## INFORMATION PROVIDED
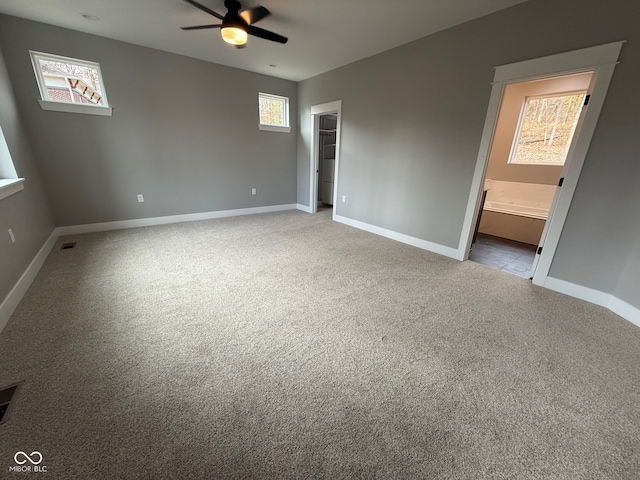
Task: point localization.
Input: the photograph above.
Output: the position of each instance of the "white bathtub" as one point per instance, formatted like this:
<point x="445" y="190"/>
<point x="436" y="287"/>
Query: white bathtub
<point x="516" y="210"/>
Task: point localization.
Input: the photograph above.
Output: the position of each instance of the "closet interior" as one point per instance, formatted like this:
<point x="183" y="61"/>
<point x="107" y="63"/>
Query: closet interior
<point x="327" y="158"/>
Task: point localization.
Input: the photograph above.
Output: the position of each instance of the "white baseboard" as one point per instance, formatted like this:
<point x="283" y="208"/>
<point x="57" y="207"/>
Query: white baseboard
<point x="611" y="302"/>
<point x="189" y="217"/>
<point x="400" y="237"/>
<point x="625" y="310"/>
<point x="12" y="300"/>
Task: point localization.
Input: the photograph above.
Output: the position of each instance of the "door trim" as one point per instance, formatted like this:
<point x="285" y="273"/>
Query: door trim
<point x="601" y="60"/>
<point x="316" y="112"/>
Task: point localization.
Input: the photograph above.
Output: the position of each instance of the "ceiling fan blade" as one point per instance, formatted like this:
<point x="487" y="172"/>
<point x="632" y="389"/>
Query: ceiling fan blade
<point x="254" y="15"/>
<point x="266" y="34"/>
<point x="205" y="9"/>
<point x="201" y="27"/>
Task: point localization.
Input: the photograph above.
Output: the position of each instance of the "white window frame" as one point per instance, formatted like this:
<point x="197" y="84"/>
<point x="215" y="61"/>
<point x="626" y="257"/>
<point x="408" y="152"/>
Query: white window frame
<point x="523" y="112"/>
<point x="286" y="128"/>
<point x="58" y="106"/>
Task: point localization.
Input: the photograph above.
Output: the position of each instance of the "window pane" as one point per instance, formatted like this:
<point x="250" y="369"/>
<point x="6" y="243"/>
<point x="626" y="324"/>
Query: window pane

==

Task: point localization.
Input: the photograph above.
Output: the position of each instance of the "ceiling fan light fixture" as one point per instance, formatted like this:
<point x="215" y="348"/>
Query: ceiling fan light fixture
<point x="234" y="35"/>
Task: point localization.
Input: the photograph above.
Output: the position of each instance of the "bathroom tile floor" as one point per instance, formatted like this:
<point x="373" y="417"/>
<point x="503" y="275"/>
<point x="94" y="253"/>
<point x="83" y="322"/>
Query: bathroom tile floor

## EXERCISE
Search the entries for the string "bathroom". Copy every line that has it.

## SOLUTION
Output: the position of each instance of the "bathroom tile floor" as one point per instance, formatted like this:
Query: bathroom tile floor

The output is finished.